==== Passage shown ====

A women’s running club reclaims the night, one step at a time

With evening park and track races, one London-based Muslim collective is building a supportive community that puts safety first

Ruchira Sharma

Muslim women have said that racism and sexual harassment are common hazards when exercising in hijab. Photograph by Jose Martinez Calderon/Getty Images

It’s a breezy Thursday evening in June and a group of women are gathering at a running track in Stratford, east London. Dressed in headscarves, sports gear and trainers, they greet one another and embrace. Then, someone nods and they’re off, racing as one tight unit.

They are all members of ASRA, a running club with a mission to help Muslim women “unlock their inner athlete”

Sahra-Isha Muhammad-Jones established ASRA in 2019. The group’s name derives from a surah in the Qur’an that translates into English as the “Night Journey”. Her aim was to meet like-minded people, create a “community space” for women runners and rediscover her own teenage love of the sport. 

While studying for her A-levels, Muhammad-Jones made a reluctant decision to stop running, in order to concentrate on academic success. During her first year of a comparative literature degree at Queen Mary University, she realised she missed the physical and mental health benefits that regular exercise can provide and began a fruitless search for a free east London-based women’s running club.

==== Records provided ====

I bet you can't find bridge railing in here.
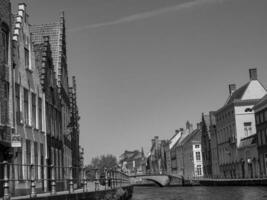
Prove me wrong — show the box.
[0,161,130,200]
[189,174,267,181]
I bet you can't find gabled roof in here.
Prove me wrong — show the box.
[226,82,250,104]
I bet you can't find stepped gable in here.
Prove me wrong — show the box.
[253,94,267,110]
[226,82,250,104]
[30,23,62,78]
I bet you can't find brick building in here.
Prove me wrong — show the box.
[0,0,13,196]
[176,124,203,179]
[0,0,12,162]
[216,69,266,178]
[30,12,72,189]
[253,95,267,176]
[201,113,212,177]
[12,4,46,194]
[209,111,220,177]
[69,76,82,184]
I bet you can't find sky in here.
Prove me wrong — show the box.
[11,0,267,164]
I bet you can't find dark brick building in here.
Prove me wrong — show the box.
[69,76,82,184]
[31,12,72,190]
[253,95,267,176]
[201,113,212,177]
[0,0,14,159]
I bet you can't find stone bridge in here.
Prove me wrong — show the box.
[130,174,183,187]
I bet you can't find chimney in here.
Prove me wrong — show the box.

====

Exercises —
1. From the running club article, reproduce the passage from "A women’s running" up to and including "one tight unit.".
2. Translate this sentence from the running club article into Spanish: "Sahra-Isha Muhammad-Jones established ASRA in 2019."

Task-by-task solutions —
1.
A women’s running club reclaims the night, one step at a time

With evening park and track races, one London-based Muslim collective is building a supportive community that puts safety first

Ruchira Sharma

Muslim women have said that racism and sexual harassment are common hazards when exercising in hijab. Photograph by Jose Martinez Calderon/Getty Images

It’s a breezy Thursday evening in June and a group of women are gathering at a running track in Stratford, east London. Dressed in headscarves, sports gear and trainers, they greet one another and embrace. Then, someone nods and they’re off, racing as one tight unit.

2. Sahra-Isha Muhammad-Jones fundó ASRA en 2019.